**Goal**. Take all the material and copy it exactly.

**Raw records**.
****

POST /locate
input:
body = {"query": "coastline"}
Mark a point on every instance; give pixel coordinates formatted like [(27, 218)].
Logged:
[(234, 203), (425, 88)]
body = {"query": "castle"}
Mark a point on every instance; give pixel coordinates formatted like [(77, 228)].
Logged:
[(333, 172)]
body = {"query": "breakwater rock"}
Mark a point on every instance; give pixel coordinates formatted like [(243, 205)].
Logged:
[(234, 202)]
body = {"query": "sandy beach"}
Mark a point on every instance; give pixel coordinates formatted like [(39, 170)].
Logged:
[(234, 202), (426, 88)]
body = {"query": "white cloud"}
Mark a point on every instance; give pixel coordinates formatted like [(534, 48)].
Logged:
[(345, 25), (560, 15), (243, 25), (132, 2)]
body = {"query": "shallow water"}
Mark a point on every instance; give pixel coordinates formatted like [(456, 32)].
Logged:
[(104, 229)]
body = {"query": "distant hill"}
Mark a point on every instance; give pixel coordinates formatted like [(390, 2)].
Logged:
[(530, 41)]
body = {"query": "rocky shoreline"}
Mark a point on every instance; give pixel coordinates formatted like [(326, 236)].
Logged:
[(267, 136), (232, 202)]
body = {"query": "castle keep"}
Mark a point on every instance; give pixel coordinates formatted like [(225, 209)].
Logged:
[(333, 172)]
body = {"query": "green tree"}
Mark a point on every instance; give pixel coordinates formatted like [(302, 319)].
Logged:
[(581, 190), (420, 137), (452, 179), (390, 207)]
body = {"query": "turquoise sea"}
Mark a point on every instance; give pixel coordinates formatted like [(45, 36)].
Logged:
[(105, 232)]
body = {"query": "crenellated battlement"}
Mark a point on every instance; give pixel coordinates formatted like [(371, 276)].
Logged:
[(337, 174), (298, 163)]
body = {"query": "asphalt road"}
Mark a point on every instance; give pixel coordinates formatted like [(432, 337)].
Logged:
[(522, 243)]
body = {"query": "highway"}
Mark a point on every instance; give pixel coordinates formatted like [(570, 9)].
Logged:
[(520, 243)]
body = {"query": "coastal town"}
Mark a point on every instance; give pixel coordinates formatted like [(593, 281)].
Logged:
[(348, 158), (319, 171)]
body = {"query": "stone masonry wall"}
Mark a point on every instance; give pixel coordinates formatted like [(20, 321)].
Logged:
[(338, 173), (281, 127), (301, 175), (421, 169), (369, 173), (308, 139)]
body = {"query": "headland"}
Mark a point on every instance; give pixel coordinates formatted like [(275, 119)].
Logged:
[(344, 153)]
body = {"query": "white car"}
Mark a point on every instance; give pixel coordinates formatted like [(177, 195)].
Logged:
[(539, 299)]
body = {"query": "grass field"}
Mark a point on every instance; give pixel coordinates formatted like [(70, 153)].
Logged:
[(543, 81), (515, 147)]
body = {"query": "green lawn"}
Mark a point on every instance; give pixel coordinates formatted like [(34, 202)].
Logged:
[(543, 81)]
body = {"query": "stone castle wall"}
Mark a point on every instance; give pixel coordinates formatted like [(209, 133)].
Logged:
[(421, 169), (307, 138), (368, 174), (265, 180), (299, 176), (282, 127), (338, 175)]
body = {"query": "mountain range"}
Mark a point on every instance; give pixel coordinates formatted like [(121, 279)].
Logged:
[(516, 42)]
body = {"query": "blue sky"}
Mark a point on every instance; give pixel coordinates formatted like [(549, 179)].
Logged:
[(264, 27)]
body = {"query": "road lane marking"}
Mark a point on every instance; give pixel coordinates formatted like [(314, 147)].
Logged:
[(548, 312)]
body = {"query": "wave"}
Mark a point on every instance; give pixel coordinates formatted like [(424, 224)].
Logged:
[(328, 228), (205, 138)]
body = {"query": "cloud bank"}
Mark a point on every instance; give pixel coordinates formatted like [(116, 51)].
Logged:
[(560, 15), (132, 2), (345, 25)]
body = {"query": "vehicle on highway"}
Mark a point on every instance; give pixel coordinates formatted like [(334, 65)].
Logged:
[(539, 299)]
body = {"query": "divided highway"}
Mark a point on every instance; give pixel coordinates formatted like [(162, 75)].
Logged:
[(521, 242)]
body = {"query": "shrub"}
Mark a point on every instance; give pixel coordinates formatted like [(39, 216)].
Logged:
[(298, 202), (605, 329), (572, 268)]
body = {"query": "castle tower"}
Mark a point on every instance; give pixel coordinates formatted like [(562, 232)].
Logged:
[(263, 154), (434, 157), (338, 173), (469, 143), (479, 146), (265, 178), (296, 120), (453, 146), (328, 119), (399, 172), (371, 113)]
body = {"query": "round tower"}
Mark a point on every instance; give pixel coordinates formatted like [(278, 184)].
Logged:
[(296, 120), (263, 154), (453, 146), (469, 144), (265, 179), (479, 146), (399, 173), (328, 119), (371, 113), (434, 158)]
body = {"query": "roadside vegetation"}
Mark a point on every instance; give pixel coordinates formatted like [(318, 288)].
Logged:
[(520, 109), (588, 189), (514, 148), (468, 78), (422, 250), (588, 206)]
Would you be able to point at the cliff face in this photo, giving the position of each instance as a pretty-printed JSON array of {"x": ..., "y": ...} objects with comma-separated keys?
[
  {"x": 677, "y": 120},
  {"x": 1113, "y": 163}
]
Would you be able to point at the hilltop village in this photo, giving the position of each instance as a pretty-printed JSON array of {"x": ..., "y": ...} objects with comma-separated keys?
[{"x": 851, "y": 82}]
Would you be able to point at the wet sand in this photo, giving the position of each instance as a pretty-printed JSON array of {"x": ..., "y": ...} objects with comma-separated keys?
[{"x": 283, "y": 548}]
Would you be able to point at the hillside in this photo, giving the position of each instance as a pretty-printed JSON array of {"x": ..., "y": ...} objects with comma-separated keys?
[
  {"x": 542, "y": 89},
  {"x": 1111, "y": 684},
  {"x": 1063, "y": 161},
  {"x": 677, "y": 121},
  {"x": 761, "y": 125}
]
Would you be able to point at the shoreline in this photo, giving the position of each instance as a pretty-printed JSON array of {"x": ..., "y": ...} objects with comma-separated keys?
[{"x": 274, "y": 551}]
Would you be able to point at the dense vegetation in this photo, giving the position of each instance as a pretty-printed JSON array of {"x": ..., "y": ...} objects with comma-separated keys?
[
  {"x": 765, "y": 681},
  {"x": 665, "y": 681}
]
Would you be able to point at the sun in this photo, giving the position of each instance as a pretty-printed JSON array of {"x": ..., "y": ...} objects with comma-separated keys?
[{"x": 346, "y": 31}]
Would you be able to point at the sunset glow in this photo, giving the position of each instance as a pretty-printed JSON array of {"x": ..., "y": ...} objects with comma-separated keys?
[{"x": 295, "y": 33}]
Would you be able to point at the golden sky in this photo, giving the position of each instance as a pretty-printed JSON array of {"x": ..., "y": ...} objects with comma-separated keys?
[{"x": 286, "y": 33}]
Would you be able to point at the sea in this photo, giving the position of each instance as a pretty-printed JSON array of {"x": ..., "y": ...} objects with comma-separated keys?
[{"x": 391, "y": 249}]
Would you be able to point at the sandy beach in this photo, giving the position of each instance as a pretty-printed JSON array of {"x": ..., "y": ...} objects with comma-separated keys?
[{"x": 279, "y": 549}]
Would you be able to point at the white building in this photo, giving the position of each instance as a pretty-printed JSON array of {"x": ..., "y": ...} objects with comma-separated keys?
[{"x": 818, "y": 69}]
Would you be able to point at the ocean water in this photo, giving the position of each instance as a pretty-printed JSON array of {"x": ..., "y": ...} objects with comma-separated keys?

****

**Finished exercise**.
POST /locate
input:
body = {"query": "coastline"}
Mark a point on every instance; give pixel coordinates formatted like [(27, 218)].
Logged:
[(234, 203), (425, 88)]
body = {"query": "castle"}
Mark a point on every instance; give pixel coordinates formatted like [(77, 228)].
Logged:
[(333, 172)]
body = {"query": "breakwater rock"}
Mark a point on every instance; give pixel coordinates formatted like [(243, 205)].
Logged:
[(234, 202)]
body = {"query": "sandy beach"}
Mark a point on every instance; give pixel coordinates formatted like [(39, 170)].
Logged:
[(234, 202), (426, 88)]
body = {"query": "white cloud"}
Mark a point on every instance; give pixel coordinates formatted like [(534, 48)].
Logged:
[(345, 25), (560, 15), (243, 25), (132, 2)]
body = {"query": "shallow water"}
Mark a point on every instance; give pixel coordinates formatted like [(456, 32)].
Logged:
[(104, 229)]
body = {"query": "distant hill"}
Mark a point on every instance; give pixel coordinates formatted like [(390, 2)].
Logged:
[(530, 41)]
body = {"query": "rocky shoreline"}
Mark a point on every instance; give pixel coordinates formatted like [(326, 236)].
Logged:
[(267, 136), (232, 202)]
body = {"query": "castle keep"}
Mark a point on every instance; give pixel coordinates formatted like [(225, 209)].
Logged:
[(333, 172)]
body = {"query": "green tree"}
Mark a point on every instance; give pixel coordinates formatted like [(302, 319)].
Logged:
[(581, 190), (420, 137), (452, 179), (390, 207)]
body = {"query": "turquoise sea"}
Mark a point on every instance; give pixel coordinates formatted like [(45, 36)].
Logged:
[(105, 232)]
body = {"query": "crenellated battlement"}
Mark a point on every instance; give pixel coordinates formatted like [(371, 276)].
Logged:
[(337, 174), (298, 163)]
body = {"query": "asphalt road"}
Mark a point on every instance; give pixel coordinates formatted like [(432, 337)].
Logged:
[(522, 243)]
body = {"query": "highway"}
Mark a point on every instance; give pixel coordinates formatted like [(570, 9)].
Logged:
[(520, 243)]
body = {"query": "coastal town"}
Mark a point on every instance; give pixel coordinates formatted like [(593, 281)].
Logged:
[(348, 158), (319, 171)]
body = {"query": "stone masonry wall"}
Mark a point on every instance; give pixel coordinates formatted like [(20, 321)].
Logged:
[(338, 173), (281, 127), (301, 175), (421, 169), (369, 173), (308, 139)]
body = {"query": "headland"}
Mark a point on every instance; give pixel coordinates formatted like [(275, 119)].
Logged:
[(344, 153)]
body = {"query": "white car"}
Mark a point on every instance; give pixel coordinates formatted like [(177, 195)].
Logged:
[(539, 299)]
body = {"query": "grass field"}
Mark a point on every instance; give pixel coordinates formatted like [(70, 153)].
Logged:
[(543, 81), (515, 147)]
body = {"query": "green lawn"}
Mark a point on every instance; give pixel coordinates formatted like [(34, 202)].
Logged:
[(543, 81)]
body = {"query": "stone castle wall"}
Mark a point on every instance; give pixel coordinates formatted like [(209, 133)].
Logged:
[(421, 169), (307, 138), (368, 174), (265, 180), (299, 176), (282, 127), (338, 175)]
body = {"query": "mountain range"}
Mark a point on every instance; give pixel coordinates formatted like [(121, 279)].
Logged:
[(516, 42)]
body = {"query": "blue sky"}
Mark a point on every instance; give pixel coordinates formatted like [(549, 179)].
Logged:
[(264, 27)]
body = {"query": "road lane marking"}
Mark a point on every instance; give pixel coordinates formatted like [(314, 147)].
Logged:
[(548, 312)]
body = {"query": "wave"}
Mark a point on every instance; give pixel coordinates formatted like [(424, 224)].
Logged:
[(328, 228), (205, 138)]
body = {"query": "cloud bank"}
Mark a point on every instance; give pixel coordinates formatted like [(116, 51)].
Logged:
[(560, 15), (132, 2), (345, 25)]
body = {"query": "vehicle on highway"}
Mark a point on every instance; give pixel coordinates formatted like [(334, 65)].
Logged:
[(539, 299)]
body = {"query": "divided highway"}
Mark a point on every instance; give pixel coordinates formatted like [(162, 75)].
Logged:
[(521, 242)]
body = {"query": "shrub"}
Mark a point on every instance; give pixel coordinates formatted like [(39, 216)].
Logged:
[(298, 202), (605, 329), (572, 268)]
body = {"query": "castle tower"}
Mark a point on every instance; give pixel coordinates formatted like [(562, 232)].
Logged:
[(263, 154), (434, 157), (338, 173), (469, 143), (479, 146), (265, 178), (296, 120), (453, 146), (328, 119), (399, 172), (371, 113)]
body = {"query": "round tower"}
Mark a point on every instance; give pixel coordinates formatted like [(278, 184)].
Logged:
[(296, 120), (263, 154), (453, 146), (469, 144), (265, 179), (479, 146), (399, 173), (328, 119), (371, 113), (434, 158)]
body = {"query": "roadside vegetation"}
Mark a point on every instance; give pixel coordinates formatted like [(318, 288)].
Logged:
[(520, 109), (588, 189), (514, 148), (468, 78), (422, 250), (588, 206)]
Would you be able to point at the cliff face in this photo, giving the position of each instance as a pretty-printed JSON array of {"x": ..., "y": ...} objects with comma-separated keys?
[
  {"x": 677, "y": 120},
  {"x": 1113, "y": 163}
]
Would you be able to point at the hilltop village in this photo, giving the position of each instance as a pretty-printed JSON array of {"x": ..., "y": ...} objects with comma-separated keys?
[{"x": 851, "y": 82}]
Would you be able to point at the wet sand in this photo, giving the position of each instance as a pretty-printed JSON array of {"x": ..., "y": ...} objects with comma-separated keys?
[{"x": 283, "y": 548}]
Would you be able to point at the hillside in this photo, giving the position of each instance as a pretty-printed JSON array of {"x": ..., "y": ...} objects with comma-separated keys?
[
  {"x": 542, "y": 89},
  {"x": 1111, "y": 684},
  {"x": 1063, "y": 161},
  {"x": 677, "y": 121},
  {"x": 761, "y": 125}
]
Would you be able to point at the shoreline in this photo, giving the position of each instance as a pretty-printed JSON array of {"x": ..., "y": ...} objects with comma-separated keys?
[{"x": 274, "y": 551}]
Would you be able to point at the dense vegetation in this photo, giving the position of each instance as a pretty-printed JSON array of {"x": ..., "y": ...} objects with comma-separated keys?
[
  {"x": 765, "y": 681},
  {"x": 665, "y": 681}
]
Would you be able to point at the sun in this photo, giving the position of each instance as a pretty-printed JSON array of {"x": ..., "y": ...} objects with comma-separated keys?
[{"x": 346, "y": 31}]
Would you be able to point at the sunset glow in this photo, giving the position of each instance as a pretty-printed JSON array of {"x": ..., "y": ...} objects with comma-separated keys?
[{"x": 295, "y": 33}]
Would you be able to point at the golden sky in this photo, giving the position of each instance as a pretty-printed JSON array of {"x": ..., "y": ...} objects with comma-separated keys?
[{"x": 286, "y": 33}]
Would you be able to point at the sea in this photo, giving the position of each instance as a pretty-printed JSON array of {"x": ..., "y": ...} objects with comma-separated keys?
[{"x": 391, "y": 249}]
Would you be able to point at the sandy beach in this photo, giving the position of each instance as a pretty-printed JSON array of {"x": ..., "y": ...} objects with comma-separated keys?
[{"x": 279, "y": 549}]
Would you be able to point at the white building in this photo, giving the position of each instance as a pretty-printed JSON array of {"x": ..., "y": ...} objects with comma-separated keys?
[{"x": 818, "y": 69}]
Would you be able to point at the ocean water in this photo, giving the position of each instance as a pretty-printed JSON array of {"x": ..., "y": ...} objects with comma-separated keys?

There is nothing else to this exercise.